Document segment
Sunday, December 30, 2007

Brooding

Maturity is a bitter disappointment for which no remedy exists, unless laughter can be said to remedy anything.
- Kurt Vonnegut

I have been feeling excessively mature, which flattens my emotions and makes them... decorous. There is a blog called At the Half Note, written by a creative, thoughtful and beautiful woman who (my diagnosis) cannot come to terms with her own aging. Result: flailing about, and in public too. Part of me envies her, the same part that sees a toddler meltdown at the airport and empathises.

The trouble is, any woman who sets out to find 'true love' at forty-five has (in my opinion) lost her bearings. Women are sold a romantic fallacy from birth and should be able to see through it by age twenty-five, or we make ourselves sitting ducks for seducers who can play that game expertly. Romance isn't love, end of story.

I have been trying to define the bearings which guide maturity. The first is do no harm, so I start with impossibility. The second is duty, a loaded term as unglamorous as foundations and sewage pipes. The third is autonomy. Don't want to think about it any more, so there. Nyah.

I believe the origin of claustrophobia is awareness trapped inside the body, familiar comfortable body which gradually becomes less comfortable, less familiar. We depend on it, we maintain it, we distract ourselves with it, dress it up, tend it, curb it for its own good. At what point do our interests diverge from the physical?

Toddle off for another cup of coffee.

Recorded data
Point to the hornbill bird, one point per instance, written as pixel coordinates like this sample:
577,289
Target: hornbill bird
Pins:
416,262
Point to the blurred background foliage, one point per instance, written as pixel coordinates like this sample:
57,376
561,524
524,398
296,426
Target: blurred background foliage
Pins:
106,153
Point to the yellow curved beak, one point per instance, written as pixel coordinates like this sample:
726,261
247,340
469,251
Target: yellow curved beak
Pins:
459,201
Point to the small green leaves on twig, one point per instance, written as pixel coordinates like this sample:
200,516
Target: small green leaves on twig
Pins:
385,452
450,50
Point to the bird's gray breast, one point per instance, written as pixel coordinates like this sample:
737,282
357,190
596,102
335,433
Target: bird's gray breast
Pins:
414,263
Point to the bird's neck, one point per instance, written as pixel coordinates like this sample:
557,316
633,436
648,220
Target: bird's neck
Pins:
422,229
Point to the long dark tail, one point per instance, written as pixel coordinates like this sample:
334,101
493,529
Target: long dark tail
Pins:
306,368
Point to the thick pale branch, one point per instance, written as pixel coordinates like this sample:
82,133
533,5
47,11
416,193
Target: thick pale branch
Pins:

Work to complete
(a) Answer these questions about the blog post:
(i) Whose words are quoted at the top?
(ii) What is the name of the blog the writer mentions?
(iii) What does the writer name as the second bearing that guides maturity?
(b) Write out the blog post between "I have been trying" and "cup of coffee.", inclusive, substituting "tea" for "coffee".
Rely only on the blog post, not on the data.

Solved tasks
(a)
(i) Kurt Vonnegut
(ii) At the Half Note
(iii) Duty

(b)
I have been trying to define the bearings which guide maturity. The first is do no harm, so I start with impossibility. The second is duty, a loaded term as unglamorous as foundations and sewage pipes. The third is autonomy. Don't want to think about it any more, so there. Nyah.

I believe the origin of claustrophobia is awareness trapped inside the body, familiar comfortable body which gradually becomes less comfortable, less familiar. We depend on it, we maintain it, we distract ourselves with it, dress it up, tend it, curb it for its own good. At what point do our interests diverge from the physical?

Toddle off for another cup of tea.